Recorded data:
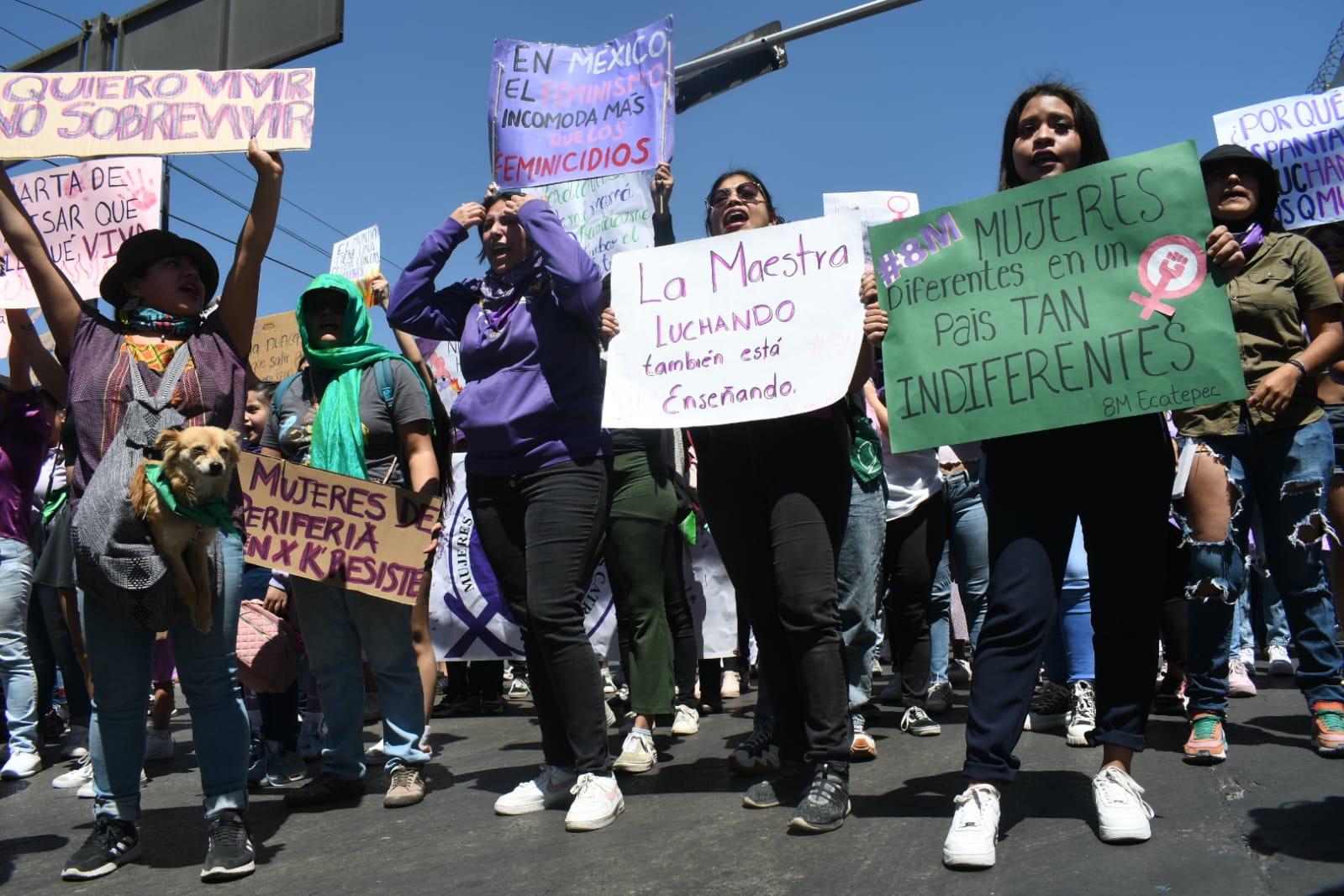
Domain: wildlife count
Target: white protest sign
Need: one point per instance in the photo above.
(83, 213)
(1304, 139)
(744, 327)
(608, 215)
(356, 257)
(874, 207)
(468, 615)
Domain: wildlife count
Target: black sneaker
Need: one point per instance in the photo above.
(109, 846)
(229, 852)
(325, 788)
(827, 802)
(784, 788)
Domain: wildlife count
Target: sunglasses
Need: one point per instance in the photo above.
(746, 191)
(324, 303)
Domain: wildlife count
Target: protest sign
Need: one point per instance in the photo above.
(559, 112)
(155, 113)
(1304, 139)
(608, 215)
(356, 260)
(276, 347)
(83, 213)
(1081, 298)
(874, 207)
(468, 615)
(742, 327)
(336, 530)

Problem description: Write out all the items above again, keeping every line except the pictures, and shift each coordinate pair in the answers by adding 76 to both of its numbers.

Solution to the exercise:
Domain: wildlife count
Target: white protest sign
Need: one point per instance in the photo above.
(159, 289)
(1380, 215)
(820, 403)
(684, 291)
(432, 333)
(950, 283)
(544, 691)
Domain: wildlife count
Target: black sneaker
Need: one point per instance in the photo above.
(185, 922)
(305, 928)
(401, 864)
(903, 878)
(860, 864)
Domain: wildlife count
Target: sunglasses
Need: one point per instance in the photo above.
(822, 267)
(400, 379)
Domain: wildlife count
Target: protest sign
Need: one point per instance in the photo above.
(635, 188)
(231, 189)
(1380, 215)
(684, 291)
(432, 336)
(352, 423)
(159, 289)
(1157, 374)
(950, 283)
(544, 691)
(818, 403)
(412, 606)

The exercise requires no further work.